=== GIVEN PROBLEM ===
Count the lines in the entries that contain the string "dark". Reply with the number only.

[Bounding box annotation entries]
------------------------------------------------
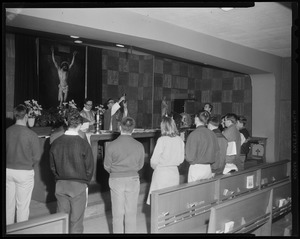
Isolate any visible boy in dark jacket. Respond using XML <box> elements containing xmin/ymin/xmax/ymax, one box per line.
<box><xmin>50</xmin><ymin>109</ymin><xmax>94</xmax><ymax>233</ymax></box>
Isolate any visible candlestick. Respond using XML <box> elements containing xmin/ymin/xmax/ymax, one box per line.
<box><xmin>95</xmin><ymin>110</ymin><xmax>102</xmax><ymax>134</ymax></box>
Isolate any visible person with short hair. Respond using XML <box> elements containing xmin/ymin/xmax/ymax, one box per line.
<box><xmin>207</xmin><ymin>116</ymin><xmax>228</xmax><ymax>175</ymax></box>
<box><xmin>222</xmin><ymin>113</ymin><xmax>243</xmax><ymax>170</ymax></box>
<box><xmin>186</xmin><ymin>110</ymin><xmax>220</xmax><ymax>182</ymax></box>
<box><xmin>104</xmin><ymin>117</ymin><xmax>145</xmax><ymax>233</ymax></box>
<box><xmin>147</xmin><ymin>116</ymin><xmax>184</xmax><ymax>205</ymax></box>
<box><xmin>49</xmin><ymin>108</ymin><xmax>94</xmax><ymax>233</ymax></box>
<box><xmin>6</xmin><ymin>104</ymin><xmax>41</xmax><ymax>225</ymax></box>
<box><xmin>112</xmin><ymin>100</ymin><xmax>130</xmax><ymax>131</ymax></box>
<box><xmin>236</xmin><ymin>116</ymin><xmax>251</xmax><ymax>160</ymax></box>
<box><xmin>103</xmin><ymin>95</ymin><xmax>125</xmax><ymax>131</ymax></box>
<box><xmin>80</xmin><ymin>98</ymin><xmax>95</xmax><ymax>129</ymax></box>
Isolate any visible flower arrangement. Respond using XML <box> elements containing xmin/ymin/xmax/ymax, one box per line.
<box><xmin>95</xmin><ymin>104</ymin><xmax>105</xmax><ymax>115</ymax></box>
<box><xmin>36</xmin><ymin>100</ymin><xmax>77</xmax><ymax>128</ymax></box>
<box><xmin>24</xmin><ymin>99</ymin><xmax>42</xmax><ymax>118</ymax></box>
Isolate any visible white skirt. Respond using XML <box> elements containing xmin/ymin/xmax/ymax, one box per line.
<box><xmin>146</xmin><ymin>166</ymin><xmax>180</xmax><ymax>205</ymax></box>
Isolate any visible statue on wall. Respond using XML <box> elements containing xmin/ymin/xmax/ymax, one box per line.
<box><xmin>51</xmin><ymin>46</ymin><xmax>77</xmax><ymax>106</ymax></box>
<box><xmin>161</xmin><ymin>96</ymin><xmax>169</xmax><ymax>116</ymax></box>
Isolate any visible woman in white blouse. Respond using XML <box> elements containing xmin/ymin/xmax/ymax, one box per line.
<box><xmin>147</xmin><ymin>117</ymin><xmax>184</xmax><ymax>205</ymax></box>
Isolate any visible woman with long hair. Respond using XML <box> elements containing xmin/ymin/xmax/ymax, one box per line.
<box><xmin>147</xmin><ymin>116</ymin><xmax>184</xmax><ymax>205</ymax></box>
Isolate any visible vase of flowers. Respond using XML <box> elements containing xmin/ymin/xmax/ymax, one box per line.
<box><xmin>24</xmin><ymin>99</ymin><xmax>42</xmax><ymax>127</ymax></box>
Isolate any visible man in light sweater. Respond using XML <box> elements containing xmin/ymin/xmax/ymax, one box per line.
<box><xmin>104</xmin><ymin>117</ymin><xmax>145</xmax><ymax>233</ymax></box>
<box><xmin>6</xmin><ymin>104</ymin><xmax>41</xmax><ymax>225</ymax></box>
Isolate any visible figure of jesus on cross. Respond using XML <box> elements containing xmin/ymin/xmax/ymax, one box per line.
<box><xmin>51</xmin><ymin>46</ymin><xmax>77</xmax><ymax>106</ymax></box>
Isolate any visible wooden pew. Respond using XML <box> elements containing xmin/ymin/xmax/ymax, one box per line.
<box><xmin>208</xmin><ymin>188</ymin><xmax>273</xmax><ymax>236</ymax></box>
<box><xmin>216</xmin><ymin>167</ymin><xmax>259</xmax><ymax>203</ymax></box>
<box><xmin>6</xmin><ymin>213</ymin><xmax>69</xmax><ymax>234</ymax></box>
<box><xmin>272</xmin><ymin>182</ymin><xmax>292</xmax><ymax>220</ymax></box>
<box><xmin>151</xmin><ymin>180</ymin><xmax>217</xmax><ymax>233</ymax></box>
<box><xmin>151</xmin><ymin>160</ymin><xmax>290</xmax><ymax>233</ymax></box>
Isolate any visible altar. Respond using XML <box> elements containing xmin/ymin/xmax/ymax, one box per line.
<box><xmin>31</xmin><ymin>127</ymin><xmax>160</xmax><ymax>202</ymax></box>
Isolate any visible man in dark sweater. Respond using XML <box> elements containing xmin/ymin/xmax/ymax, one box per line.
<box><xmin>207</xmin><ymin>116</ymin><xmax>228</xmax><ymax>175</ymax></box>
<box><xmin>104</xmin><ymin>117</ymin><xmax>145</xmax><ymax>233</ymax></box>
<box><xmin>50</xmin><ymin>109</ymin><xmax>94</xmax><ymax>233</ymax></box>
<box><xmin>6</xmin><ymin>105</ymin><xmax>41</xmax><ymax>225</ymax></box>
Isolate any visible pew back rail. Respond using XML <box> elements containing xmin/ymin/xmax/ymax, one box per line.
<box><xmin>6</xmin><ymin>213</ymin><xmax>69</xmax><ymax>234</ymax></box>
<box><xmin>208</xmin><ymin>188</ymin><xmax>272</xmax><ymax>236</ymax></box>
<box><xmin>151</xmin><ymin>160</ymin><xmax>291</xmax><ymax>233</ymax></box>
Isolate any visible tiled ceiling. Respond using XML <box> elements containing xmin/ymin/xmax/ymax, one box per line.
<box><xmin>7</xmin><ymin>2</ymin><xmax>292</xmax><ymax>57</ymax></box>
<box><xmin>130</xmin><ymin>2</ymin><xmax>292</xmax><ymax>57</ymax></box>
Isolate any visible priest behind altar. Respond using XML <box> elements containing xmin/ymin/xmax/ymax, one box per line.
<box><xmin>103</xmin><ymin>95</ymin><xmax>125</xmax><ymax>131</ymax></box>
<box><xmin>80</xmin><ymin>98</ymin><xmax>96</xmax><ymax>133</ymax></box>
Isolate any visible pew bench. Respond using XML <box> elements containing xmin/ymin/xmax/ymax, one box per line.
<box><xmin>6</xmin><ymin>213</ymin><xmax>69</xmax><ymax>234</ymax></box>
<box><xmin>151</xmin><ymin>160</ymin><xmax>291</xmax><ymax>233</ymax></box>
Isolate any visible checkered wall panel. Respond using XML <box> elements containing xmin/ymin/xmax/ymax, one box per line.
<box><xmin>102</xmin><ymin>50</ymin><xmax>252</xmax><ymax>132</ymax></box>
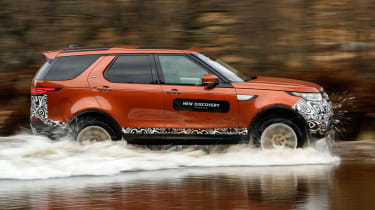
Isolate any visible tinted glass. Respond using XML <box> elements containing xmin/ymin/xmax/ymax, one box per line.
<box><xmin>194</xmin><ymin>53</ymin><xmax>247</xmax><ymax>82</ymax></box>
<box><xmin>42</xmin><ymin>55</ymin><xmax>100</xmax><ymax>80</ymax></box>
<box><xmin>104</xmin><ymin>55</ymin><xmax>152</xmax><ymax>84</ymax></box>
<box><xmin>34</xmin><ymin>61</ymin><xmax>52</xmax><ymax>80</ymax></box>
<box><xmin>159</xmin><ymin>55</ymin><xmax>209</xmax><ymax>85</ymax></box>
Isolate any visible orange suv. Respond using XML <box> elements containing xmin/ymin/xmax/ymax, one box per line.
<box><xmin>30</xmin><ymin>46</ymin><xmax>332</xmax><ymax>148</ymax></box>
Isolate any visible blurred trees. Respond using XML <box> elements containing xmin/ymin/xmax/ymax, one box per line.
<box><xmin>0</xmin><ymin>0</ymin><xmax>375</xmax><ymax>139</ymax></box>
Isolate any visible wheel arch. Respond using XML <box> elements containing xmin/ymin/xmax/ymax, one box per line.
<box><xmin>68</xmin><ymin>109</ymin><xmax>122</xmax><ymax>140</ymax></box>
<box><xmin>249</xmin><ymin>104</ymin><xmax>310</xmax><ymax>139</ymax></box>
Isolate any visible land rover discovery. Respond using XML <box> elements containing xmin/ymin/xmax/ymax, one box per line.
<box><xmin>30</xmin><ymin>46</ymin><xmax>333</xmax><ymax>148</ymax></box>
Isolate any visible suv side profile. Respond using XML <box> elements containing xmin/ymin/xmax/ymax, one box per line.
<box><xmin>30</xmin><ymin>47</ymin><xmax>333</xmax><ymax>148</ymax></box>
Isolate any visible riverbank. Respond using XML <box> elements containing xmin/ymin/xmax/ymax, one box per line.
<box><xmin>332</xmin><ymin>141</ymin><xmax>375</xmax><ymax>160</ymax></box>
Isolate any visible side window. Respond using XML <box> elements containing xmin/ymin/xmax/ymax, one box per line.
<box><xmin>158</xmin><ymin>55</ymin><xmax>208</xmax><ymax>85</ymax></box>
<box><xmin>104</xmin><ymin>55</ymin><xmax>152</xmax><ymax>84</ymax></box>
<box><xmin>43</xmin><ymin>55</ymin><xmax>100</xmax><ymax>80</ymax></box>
------------------------------------------------
=== FINAL RESULT ===
2